Supplied records:
▬▬▬

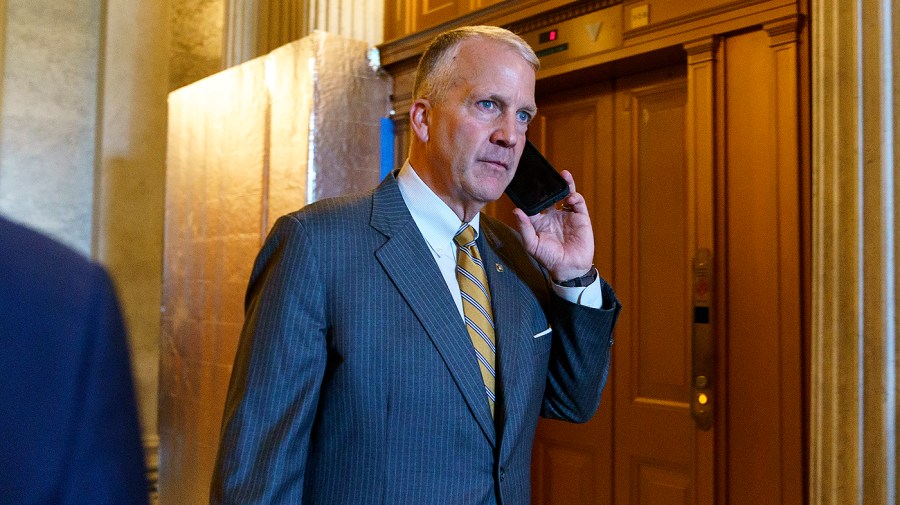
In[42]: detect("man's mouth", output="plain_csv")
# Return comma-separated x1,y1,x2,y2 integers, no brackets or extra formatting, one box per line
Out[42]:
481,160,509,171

▬▬▬

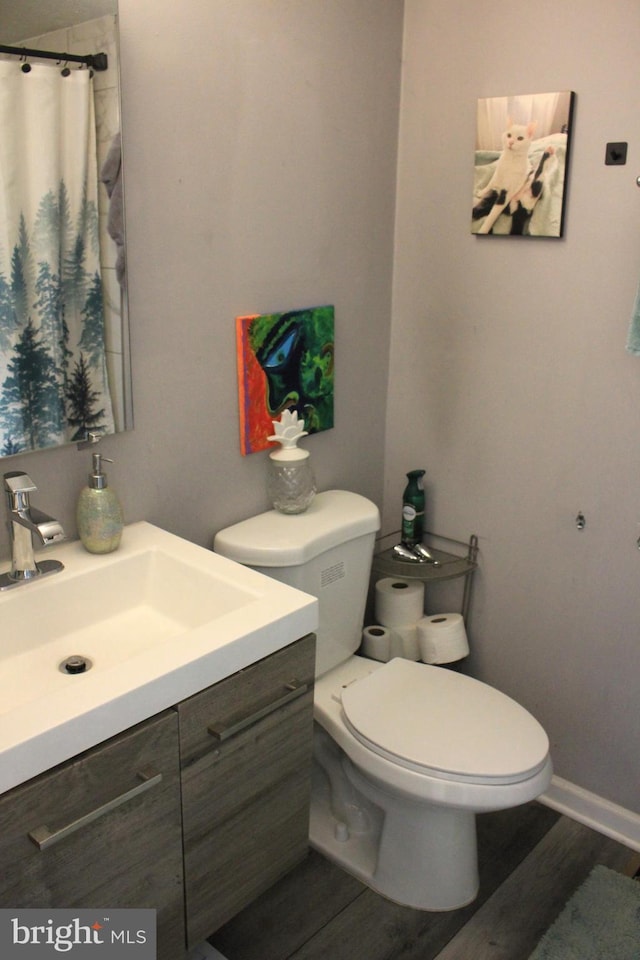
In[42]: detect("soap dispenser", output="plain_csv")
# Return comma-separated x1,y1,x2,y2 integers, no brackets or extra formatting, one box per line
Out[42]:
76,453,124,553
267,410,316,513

▬▬▬

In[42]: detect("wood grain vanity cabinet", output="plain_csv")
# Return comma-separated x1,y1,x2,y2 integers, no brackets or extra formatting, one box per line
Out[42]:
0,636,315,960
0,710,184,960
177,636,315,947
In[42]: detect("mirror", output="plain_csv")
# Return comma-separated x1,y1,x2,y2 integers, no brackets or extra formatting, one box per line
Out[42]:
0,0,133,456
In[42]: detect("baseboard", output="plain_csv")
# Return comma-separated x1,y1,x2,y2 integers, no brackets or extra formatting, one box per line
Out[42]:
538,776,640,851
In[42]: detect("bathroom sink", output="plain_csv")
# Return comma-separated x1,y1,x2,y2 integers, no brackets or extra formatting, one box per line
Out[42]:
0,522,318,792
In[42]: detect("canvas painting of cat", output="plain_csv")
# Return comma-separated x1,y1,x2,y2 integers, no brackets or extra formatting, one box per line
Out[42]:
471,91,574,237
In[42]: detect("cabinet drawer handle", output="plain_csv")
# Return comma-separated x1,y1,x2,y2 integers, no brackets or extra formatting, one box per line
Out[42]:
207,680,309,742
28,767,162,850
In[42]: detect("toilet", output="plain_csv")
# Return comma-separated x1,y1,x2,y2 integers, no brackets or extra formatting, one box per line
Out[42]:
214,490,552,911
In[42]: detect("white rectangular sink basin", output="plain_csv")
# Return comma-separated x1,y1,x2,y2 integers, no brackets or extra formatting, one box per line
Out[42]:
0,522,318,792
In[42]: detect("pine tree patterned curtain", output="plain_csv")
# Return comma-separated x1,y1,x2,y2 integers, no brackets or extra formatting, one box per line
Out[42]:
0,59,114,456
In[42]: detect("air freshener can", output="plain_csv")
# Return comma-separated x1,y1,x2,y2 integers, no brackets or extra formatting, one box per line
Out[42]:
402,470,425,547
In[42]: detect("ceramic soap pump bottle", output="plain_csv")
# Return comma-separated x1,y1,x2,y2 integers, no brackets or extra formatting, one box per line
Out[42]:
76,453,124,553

▬▬▬

Exercise goal: Count how many lines in the rows above contain the word "cabinet". Reply with the number only.

The reply: 2